• Consegne:
1: Trascrivi dal testo fornito il passo che comincia con "Civile Ord. Sez." e prosegue fino a "Consigliere MILENA FALASCHI.".
2: Secondo il testo fornito, quale avvocato rappresenta e difende la ricorrente?
3: Indica se ciascuna affermazione concorda con il testo fornito, rispondendo sì o no e citando le parole decisive: (a) il presidente è Pietro Curzio; (b) la camera di consiglio si è tenuta il 02/02/2022; (c) la ricorrente è domiciliata a Roma.

++++ Testo fornito

Civile Ord. Sez. U Num. 3099 Anno 2022
Presidente: CURZIO PIETRO
Relatore: FALASCHI MILENA
Data pubblicazione: 02/02/2022
ORDINANZA
sul ricorso 427-2020 proposto da:
PELLEGRINO ENZA, elettivamente domiciliata in ROMA, presso la CANCELLERIA DELLA CORTE DI CASSAZIONE, rappresentata e difesa dall’avvocato GAETANO BRUNI;
– ricorrente –
contro
REGIONE CALABRIA;
– intimata –
avverso l’ordinanza del TRIBUNALE di COSENZA, depositata il 02/12/2019.
Udita la relazione della causa svolta nella camera di consiglio del 06/07/2021 dal Consigliere MILENA FALASCHI.

++++++++
++++ Righe di dati

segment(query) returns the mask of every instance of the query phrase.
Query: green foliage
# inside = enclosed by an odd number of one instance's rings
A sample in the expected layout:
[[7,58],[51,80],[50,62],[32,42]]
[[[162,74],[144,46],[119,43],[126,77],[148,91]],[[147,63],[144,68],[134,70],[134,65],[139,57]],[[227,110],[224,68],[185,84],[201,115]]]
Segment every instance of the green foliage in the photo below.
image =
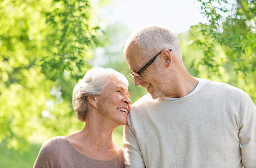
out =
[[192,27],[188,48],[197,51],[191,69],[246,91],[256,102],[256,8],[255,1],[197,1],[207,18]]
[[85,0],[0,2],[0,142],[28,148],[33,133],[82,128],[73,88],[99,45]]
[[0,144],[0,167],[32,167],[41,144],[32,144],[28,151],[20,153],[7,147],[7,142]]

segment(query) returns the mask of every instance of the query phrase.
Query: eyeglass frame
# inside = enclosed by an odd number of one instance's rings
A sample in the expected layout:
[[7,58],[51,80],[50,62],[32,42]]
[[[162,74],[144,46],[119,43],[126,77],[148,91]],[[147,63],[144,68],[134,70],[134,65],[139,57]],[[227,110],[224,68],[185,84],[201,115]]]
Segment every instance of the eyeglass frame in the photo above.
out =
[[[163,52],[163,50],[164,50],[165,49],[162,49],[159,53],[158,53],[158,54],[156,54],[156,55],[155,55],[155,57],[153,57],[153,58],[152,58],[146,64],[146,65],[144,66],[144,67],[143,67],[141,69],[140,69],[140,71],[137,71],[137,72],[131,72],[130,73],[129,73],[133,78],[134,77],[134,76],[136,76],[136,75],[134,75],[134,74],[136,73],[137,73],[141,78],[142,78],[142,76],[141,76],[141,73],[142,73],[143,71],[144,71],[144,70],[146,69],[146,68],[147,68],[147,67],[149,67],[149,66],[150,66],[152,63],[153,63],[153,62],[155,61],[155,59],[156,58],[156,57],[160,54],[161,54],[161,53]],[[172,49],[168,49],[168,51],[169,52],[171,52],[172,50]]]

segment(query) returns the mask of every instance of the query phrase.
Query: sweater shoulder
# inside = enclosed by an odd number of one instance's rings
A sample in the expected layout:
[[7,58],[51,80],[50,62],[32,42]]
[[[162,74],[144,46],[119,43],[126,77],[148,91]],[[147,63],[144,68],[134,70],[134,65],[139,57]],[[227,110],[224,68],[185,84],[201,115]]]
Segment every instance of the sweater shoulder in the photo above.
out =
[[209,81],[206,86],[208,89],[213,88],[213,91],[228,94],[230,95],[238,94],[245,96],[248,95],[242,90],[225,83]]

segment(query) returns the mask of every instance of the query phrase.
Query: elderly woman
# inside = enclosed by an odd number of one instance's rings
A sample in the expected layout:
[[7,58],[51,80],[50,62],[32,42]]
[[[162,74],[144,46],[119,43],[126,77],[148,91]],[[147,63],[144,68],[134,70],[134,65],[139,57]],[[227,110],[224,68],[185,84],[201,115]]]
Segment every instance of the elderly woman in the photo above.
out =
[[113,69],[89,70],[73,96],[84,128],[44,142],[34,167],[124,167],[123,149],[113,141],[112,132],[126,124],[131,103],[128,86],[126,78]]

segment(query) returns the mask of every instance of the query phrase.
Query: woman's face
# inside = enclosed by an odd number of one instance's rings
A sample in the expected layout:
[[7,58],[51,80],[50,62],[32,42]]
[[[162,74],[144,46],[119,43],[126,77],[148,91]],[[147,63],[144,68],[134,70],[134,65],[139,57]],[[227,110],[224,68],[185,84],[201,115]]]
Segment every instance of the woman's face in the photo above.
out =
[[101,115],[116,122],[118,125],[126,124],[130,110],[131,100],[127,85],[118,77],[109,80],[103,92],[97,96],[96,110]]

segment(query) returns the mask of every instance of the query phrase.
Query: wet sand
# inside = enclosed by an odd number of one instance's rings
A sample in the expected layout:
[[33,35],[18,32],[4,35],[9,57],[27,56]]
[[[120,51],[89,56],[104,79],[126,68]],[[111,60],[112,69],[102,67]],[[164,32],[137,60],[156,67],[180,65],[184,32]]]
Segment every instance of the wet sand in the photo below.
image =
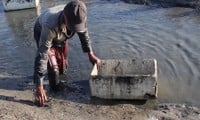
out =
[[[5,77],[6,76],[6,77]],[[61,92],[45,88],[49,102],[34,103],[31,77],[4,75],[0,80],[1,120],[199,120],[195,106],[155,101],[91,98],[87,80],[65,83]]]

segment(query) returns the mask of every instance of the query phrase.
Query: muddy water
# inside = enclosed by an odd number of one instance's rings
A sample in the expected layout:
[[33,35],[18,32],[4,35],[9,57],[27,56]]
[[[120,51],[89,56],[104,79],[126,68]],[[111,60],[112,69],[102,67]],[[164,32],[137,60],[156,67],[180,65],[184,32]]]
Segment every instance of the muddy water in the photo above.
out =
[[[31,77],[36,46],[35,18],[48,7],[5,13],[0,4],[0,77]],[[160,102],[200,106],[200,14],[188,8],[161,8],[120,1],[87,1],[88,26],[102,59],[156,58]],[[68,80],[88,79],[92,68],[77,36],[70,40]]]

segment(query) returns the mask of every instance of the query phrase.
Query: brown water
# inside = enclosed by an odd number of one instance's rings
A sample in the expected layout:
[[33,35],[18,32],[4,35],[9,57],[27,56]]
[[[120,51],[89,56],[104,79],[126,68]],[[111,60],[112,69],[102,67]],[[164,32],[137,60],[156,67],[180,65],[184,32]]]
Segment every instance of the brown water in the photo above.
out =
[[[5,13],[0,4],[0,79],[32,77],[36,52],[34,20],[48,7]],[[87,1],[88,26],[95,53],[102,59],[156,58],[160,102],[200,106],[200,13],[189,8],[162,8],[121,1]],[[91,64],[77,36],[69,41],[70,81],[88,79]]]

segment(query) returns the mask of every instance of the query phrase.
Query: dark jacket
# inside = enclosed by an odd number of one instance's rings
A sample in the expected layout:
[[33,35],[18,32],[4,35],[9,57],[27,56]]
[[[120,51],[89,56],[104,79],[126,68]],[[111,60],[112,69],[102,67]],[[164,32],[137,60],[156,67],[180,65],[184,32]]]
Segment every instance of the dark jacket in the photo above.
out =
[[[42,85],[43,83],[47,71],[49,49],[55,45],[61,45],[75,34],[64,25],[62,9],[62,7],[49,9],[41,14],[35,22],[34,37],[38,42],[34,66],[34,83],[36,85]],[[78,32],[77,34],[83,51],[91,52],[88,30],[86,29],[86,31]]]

++++++++

• Risposte per consegna:
1:
Civile Ord. Sez. U Num. 3099 Anno 2022
Presidente: CURZIO PIETRO
Relatore: FALASCHI MILENA
Data pubblicazione: 02/02/2022
ORDINANZA
sul ricorso 427-2020 proposto da:
PELLEGRINO ENZA, elettivamente domiciliata in ROMA, presso la CANCELLERIA DELLA CORTE DI CASSAZIONE, rappresentata e difesa dall’avvocato GAETANO BRUNI;
– ricorrente –
contro
REGIONE CALABRIA;
– intimata –
avverso l’ordinanza del TRIBUNALE di COSENZA, depositata il 02/12/2019.
Udita la relazione della causa svolta nella camera di consiglio del 06/07/2021 dal Consigliere MILENA FALASCHI.

2: L'avvocato Gaetano Bruni.

3:
(a) Sì: "Presidente: CURZIO PIETRO".
(b) No: "camera di consiglio del 06/07/2021".
(c) Sì: "elettivamente domiciliata in ROMA".